Rewrite the lines from the one containing "locate the parking" through the one containing "left=797, top=291, right=911, bottom=373", swapping "parking lot" for "car park" and leaving everything else unchanged.

[Dataset rows]
──────

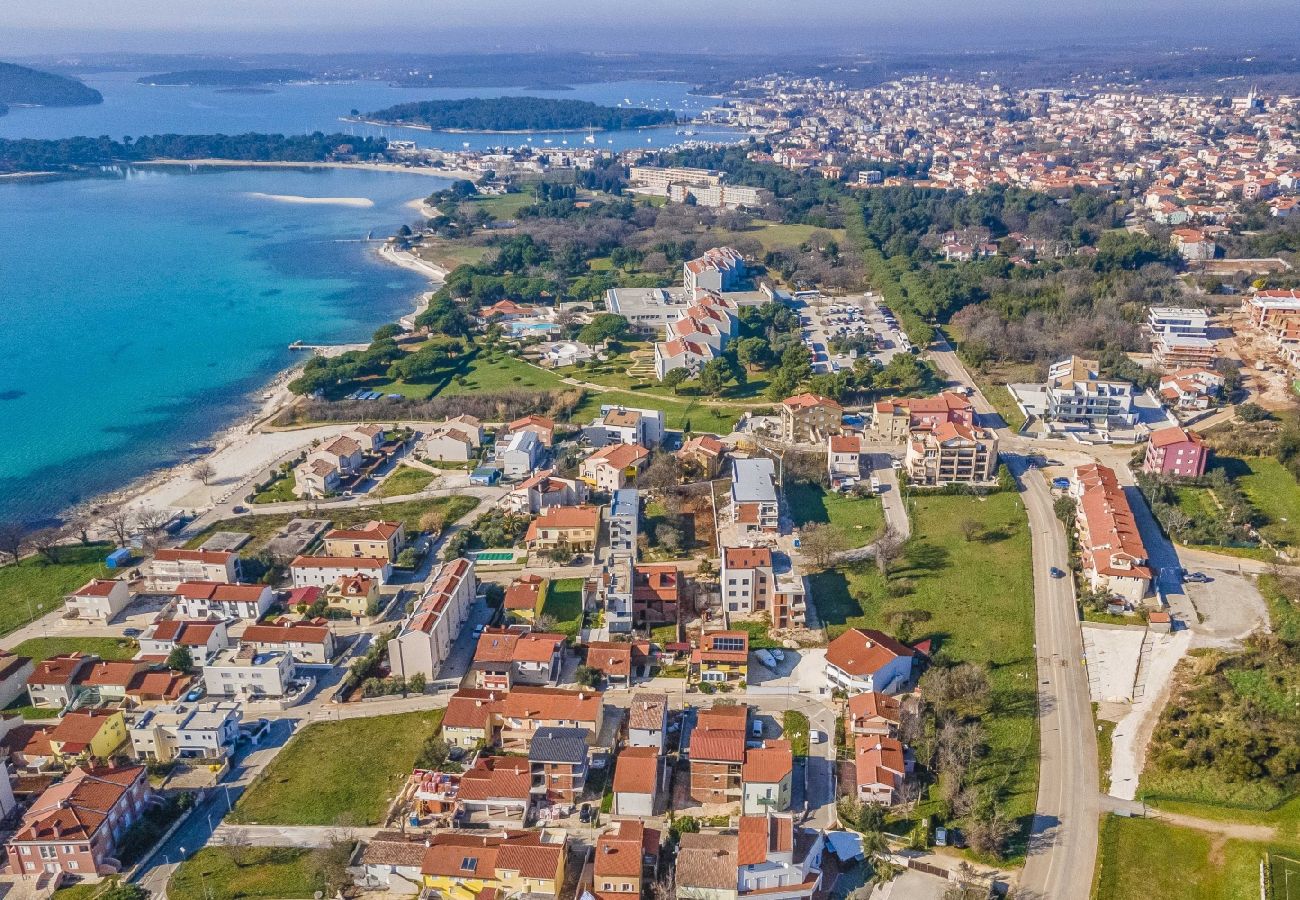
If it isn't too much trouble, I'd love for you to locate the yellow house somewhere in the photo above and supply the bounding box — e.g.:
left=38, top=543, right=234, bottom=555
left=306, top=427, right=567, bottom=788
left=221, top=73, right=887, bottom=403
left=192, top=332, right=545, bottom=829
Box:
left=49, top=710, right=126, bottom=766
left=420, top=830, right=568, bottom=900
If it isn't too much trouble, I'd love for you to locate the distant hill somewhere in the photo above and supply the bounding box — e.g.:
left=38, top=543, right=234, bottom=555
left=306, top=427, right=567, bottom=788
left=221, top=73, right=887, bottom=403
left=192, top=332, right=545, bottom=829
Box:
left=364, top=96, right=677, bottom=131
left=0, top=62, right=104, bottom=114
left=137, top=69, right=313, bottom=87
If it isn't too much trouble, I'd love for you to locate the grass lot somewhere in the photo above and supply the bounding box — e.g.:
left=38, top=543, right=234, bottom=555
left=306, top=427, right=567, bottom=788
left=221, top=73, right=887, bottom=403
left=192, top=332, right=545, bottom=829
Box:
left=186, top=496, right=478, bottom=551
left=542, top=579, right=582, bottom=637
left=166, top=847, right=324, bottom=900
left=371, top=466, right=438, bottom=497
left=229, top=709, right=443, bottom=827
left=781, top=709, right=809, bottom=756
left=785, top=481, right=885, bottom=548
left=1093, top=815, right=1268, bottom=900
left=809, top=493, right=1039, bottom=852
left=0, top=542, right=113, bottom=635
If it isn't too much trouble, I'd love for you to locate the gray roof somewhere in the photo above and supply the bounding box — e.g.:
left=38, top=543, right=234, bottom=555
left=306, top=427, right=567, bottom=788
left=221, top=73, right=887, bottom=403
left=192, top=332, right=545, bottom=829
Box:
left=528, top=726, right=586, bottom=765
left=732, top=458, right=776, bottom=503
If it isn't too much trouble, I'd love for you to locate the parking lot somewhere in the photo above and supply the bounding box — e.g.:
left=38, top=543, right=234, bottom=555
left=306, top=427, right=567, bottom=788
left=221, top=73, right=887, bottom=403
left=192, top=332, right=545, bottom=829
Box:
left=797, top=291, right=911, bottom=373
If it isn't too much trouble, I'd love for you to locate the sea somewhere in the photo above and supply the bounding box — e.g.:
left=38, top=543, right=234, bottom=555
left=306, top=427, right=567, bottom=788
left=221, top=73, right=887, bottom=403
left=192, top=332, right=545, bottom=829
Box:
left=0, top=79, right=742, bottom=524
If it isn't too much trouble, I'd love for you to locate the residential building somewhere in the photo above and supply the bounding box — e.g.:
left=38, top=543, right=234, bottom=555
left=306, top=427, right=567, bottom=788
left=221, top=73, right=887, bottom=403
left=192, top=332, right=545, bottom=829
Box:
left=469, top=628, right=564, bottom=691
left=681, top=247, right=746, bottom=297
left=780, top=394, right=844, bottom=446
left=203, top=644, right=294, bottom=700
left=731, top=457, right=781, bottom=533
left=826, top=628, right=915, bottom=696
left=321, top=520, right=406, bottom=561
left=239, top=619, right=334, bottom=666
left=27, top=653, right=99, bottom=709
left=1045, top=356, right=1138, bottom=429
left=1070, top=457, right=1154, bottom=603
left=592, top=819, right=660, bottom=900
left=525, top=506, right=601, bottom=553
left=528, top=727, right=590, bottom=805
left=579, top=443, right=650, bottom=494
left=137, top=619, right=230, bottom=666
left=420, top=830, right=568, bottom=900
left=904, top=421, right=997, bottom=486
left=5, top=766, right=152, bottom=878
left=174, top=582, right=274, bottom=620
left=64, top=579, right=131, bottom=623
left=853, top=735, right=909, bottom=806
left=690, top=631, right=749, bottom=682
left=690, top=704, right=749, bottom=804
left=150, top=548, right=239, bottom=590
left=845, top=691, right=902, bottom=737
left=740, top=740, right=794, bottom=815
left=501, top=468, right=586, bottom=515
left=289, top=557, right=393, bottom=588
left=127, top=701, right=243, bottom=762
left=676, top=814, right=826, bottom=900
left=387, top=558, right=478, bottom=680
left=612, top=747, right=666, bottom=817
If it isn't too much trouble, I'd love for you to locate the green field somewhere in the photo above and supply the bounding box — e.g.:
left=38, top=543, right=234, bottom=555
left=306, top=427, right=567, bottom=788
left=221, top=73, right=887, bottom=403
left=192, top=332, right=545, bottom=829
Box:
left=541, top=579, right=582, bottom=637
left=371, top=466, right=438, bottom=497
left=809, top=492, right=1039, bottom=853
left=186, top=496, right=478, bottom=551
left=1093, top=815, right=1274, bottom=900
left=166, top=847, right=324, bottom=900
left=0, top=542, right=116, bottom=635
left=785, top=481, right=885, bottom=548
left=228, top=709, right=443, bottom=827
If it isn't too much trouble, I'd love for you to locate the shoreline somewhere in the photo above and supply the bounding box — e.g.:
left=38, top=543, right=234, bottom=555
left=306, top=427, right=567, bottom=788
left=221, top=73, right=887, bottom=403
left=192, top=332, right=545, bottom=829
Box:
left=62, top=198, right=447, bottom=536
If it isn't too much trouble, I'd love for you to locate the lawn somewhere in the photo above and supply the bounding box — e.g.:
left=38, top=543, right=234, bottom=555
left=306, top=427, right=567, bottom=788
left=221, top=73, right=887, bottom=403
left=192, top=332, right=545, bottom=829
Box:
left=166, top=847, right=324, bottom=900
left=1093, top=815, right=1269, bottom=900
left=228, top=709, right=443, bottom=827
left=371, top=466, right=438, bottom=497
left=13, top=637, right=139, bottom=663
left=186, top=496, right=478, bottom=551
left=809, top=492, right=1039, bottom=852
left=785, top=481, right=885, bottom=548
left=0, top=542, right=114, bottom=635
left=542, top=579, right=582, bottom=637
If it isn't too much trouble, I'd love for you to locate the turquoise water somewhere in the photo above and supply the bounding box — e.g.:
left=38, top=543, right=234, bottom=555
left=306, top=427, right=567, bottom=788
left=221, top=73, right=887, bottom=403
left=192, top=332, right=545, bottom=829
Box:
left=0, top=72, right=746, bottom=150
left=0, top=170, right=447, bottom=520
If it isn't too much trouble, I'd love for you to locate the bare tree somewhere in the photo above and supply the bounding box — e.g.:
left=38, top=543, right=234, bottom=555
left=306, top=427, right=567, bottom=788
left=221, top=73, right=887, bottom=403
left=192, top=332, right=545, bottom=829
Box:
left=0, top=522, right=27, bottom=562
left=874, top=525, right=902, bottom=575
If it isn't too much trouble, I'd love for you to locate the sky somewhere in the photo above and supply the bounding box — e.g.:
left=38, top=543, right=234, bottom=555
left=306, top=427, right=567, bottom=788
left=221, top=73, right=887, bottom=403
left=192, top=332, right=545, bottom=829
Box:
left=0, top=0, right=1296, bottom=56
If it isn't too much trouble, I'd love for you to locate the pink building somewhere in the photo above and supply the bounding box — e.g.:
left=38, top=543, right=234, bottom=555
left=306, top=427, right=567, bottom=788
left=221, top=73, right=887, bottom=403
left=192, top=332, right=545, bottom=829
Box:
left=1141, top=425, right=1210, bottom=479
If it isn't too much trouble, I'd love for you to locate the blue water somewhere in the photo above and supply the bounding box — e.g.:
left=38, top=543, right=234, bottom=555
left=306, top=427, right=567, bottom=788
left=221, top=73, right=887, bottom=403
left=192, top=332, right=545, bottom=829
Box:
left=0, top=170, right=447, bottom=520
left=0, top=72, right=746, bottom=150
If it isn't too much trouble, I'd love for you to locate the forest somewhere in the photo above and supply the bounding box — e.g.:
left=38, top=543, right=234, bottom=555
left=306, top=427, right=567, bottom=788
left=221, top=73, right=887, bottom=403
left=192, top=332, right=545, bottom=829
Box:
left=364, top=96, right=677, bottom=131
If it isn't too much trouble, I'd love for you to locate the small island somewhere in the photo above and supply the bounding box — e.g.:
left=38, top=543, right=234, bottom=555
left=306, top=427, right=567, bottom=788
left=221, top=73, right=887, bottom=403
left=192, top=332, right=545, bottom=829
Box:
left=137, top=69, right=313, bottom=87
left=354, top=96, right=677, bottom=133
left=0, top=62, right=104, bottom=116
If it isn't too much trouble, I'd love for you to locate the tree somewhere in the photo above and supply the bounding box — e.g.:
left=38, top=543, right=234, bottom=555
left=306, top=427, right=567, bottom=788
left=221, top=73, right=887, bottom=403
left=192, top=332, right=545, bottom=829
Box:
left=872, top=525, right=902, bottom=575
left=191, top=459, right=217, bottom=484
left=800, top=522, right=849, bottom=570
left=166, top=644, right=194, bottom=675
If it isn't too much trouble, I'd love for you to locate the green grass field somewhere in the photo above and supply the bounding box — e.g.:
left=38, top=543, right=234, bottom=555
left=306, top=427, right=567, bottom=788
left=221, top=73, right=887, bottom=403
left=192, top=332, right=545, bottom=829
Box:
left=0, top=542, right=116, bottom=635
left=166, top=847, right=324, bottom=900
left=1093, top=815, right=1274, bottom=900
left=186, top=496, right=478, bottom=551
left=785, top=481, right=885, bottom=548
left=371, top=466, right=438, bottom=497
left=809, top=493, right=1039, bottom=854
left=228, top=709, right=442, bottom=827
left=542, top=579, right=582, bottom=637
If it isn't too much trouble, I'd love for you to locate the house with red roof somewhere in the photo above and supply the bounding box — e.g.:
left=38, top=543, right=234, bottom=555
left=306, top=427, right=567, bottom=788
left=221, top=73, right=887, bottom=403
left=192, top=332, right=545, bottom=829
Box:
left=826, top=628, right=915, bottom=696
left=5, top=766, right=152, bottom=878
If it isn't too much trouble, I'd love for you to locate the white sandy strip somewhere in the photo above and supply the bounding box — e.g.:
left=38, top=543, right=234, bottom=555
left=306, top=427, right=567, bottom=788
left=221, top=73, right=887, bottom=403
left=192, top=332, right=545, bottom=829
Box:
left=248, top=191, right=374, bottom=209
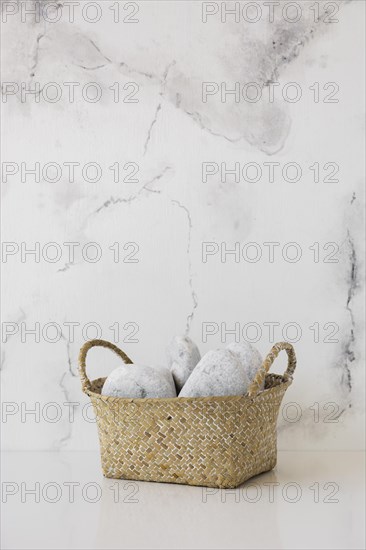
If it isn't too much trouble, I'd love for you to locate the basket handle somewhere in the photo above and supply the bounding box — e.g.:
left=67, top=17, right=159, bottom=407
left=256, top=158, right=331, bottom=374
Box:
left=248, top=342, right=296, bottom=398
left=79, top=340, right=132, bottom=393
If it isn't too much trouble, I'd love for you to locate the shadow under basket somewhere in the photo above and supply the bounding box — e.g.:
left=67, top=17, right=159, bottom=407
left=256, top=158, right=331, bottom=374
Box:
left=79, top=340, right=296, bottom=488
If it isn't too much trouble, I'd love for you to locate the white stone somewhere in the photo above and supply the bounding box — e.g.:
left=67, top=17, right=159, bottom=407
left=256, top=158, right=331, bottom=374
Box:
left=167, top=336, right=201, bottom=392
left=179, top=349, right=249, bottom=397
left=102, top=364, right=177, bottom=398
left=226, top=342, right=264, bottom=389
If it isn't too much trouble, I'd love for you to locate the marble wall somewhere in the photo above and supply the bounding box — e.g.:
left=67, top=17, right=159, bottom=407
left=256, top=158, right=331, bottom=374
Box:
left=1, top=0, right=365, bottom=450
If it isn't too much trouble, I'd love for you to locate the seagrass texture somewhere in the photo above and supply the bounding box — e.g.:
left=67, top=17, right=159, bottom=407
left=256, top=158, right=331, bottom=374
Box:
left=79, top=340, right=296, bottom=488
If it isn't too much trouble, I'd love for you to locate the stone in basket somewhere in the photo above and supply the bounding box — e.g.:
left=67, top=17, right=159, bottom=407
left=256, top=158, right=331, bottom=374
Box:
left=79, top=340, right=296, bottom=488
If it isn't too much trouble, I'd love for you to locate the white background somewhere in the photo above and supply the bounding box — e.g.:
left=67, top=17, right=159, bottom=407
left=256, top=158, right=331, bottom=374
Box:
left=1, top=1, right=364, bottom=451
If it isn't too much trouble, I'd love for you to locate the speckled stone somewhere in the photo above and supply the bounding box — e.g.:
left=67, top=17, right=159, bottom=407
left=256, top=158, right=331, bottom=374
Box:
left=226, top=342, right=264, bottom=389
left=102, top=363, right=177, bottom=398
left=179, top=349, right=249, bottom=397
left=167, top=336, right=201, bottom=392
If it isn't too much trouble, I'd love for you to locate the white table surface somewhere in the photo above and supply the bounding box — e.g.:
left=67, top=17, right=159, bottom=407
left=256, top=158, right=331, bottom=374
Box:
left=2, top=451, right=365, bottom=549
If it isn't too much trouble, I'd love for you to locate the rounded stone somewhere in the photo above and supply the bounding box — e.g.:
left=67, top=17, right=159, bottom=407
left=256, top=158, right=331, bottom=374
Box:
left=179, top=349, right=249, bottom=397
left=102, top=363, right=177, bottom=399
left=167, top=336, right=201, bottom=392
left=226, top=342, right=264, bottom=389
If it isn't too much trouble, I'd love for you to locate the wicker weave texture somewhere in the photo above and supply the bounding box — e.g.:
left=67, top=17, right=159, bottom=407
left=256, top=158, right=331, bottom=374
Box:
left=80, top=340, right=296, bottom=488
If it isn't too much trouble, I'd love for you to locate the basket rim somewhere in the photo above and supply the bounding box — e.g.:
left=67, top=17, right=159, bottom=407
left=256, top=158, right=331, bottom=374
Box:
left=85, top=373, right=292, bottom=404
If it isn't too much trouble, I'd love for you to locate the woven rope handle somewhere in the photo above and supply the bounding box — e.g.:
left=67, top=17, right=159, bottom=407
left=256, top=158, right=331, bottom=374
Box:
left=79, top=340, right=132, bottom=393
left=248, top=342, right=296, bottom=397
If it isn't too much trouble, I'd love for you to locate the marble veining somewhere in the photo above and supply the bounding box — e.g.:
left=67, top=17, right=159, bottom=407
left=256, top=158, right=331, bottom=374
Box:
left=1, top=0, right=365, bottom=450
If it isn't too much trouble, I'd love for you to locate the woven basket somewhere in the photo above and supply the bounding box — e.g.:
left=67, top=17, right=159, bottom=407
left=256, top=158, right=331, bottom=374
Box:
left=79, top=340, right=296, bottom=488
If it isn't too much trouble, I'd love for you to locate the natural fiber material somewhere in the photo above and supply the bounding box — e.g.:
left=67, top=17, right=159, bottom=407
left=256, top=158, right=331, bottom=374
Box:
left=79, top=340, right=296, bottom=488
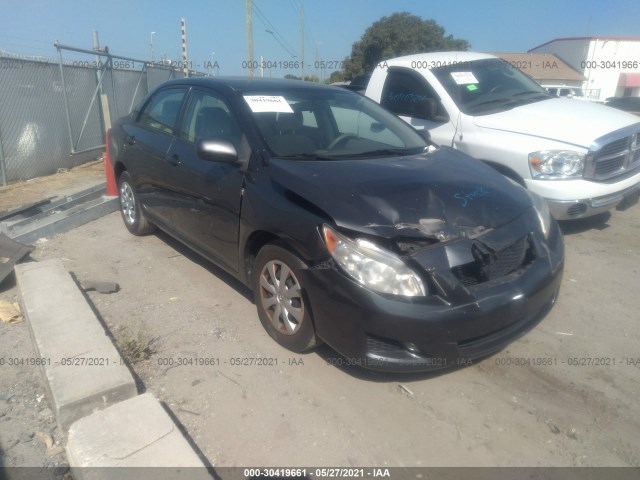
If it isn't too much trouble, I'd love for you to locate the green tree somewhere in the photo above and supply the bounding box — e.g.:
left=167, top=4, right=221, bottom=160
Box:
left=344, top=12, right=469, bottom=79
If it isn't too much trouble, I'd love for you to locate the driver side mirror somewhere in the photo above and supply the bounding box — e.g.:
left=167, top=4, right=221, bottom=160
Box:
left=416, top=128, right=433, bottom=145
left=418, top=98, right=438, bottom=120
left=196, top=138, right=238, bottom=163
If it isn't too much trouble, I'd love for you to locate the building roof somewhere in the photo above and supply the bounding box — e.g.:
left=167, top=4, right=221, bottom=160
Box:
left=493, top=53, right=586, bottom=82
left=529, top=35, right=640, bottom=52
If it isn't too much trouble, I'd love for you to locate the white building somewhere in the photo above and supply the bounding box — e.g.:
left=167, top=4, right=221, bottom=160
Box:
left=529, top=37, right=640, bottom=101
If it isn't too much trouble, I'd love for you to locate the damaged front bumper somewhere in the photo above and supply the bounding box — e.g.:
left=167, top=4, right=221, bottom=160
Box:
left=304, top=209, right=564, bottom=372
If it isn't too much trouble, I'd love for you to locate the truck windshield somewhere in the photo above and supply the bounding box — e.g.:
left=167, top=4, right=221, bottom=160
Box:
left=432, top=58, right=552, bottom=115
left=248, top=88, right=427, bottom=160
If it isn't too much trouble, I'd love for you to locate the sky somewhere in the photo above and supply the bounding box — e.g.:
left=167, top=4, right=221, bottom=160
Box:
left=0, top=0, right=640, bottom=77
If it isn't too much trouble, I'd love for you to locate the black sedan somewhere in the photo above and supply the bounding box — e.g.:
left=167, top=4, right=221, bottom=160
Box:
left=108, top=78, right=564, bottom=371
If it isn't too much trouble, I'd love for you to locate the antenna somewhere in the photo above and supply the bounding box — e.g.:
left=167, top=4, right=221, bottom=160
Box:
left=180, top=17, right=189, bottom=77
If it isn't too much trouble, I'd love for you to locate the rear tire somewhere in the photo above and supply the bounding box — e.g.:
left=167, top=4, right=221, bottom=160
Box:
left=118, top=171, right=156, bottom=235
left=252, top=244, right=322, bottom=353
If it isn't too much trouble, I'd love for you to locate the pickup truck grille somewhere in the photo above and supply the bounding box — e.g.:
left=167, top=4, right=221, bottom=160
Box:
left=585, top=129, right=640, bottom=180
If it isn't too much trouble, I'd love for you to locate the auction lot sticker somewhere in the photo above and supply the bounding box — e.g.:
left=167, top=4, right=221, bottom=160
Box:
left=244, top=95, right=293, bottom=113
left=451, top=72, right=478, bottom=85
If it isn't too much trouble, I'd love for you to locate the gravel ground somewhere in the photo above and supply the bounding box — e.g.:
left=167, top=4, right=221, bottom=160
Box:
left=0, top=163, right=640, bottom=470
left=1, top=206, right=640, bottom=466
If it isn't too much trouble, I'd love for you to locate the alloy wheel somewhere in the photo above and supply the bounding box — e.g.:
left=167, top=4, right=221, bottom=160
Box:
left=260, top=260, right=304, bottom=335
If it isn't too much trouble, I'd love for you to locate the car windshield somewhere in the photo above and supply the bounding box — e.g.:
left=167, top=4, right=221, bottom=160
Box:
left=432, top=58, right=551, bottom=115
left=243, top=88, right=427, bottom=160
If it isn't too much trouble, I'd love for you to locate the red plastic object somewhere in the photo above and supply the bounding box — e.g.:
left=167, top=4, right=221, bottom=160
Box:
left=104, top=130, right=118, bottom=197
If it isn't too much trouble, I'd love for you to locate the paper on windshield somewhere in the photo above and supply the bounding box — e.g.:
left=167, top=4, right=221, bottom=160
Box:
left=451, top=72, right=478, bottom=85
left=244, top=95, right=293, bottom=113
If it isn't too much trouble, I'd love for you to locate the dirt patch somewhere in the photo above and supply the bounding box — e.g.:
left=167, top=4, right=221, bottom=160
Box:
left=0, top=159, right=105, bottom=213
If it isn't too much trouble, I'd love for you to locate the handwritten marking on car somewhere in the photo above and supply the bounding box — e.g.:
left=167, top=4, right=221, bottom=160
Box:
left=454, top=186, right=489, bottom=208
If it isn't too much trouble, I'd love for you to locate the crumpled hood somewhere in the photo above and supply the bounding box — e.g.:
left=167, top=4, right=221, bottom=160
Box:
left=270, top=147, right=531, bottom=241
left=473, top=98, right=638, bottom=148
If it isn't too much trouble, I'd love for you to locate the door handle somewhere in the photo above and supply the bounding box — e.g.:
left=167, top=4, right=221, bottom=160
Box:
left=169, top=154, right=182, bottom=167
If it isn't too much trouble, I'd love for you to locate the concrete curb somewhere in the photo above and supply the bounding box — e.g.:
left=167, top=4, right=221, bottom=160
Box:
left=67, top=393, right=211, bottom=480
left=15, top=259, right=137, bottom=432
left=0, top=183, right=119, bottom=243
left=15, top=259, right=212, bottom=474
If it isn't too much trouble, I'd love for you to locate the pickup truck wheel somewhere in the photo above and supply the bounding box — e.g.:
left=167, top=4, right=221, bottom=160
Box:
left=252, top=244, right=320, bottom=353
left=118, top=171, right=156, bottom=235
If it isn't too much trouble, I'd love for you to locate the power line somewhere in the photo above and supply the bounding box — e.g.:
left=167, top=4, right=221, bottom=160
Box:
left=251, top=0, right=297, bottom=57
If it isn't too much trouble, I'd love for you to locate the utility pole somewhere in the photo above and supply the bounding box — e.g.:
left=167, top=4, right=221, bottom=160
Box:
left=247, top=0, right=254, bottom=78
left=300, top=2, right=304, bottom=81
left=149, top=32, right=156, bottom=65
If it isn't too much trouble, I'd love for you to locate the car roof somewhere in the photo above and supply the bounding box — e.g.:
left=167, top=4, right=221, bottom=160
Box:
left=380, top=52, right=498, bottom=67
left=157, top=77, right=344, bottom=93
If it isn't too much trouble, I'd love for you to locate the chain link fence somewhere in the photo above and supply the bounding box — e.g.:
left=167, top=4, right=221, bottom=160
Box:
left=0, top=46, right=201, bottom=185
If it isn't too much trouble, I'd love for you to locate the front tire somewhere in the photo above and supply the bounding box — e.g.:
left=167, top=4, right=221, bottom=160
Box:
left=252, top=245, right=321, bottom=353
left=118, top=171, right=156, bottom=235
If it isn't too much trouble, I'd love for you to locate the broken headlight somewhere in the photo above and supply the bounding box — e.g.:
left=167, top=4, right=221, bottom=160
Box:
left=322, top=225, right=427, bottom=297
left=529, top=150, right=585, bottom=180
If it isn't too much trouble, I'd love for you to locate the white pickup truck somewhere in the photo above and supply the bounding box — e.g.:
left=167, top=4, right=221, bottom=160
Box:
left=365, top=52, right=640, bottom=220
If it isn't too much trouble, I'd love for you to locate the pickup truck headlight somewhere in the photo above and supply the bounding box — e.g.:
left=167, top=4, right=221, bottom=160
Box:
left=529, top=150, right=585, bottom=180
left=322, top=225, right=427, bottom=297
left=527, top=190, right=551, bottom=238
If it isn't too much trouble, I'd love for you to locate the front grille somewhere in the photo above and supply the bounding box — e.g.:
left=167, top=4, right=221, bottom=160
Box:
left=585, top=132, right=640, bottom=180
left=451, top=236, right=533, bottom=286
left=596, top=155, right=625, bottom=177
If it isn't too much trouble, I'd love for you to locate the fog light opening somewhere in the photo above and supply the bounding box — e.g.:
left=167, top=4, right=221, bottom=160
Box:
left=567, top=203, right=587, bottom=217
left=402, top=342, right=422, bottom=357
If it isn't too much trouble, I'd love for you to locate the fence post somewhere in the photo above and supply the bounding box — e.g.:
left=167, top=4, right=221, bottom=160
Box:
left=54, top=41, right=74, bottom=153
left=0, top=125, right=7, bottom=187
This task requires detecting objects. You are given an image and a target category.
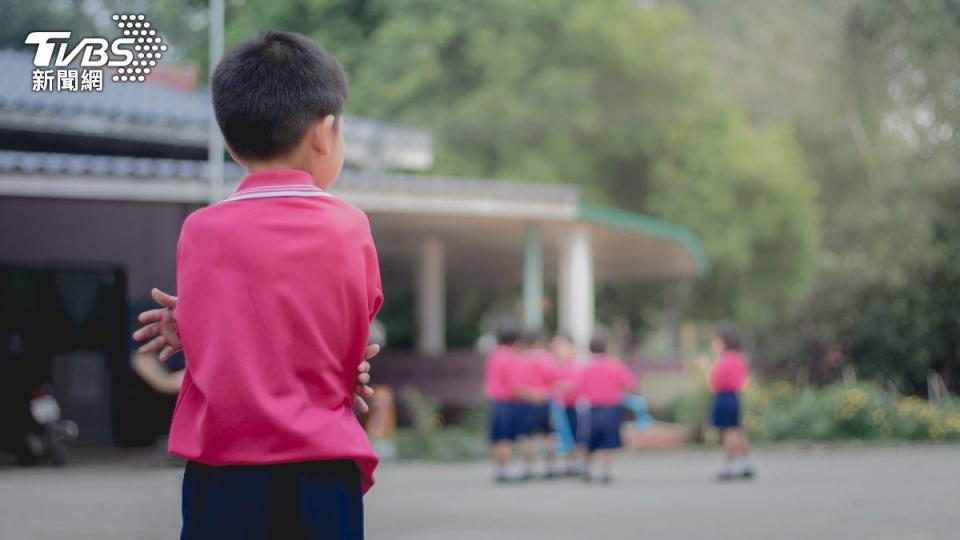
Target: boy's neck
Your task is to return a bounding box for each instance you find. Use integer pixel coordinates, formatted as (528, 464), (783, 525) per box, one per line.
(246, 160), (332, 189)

──────

### FULL RESPONSE
If it isn't too much trouble, I'd love for you to locate the car park somewhere in the photo above and supply the bounding box — e.g.:
left=38, top=543, right=234, bottom=555
left=306, top=427, right=567, bottom=788
left=221, top=73, right=887, bottom=403
left=192, top=332, right=545, bottom=829
Box:
left=797, top=291, right=911, bottom=373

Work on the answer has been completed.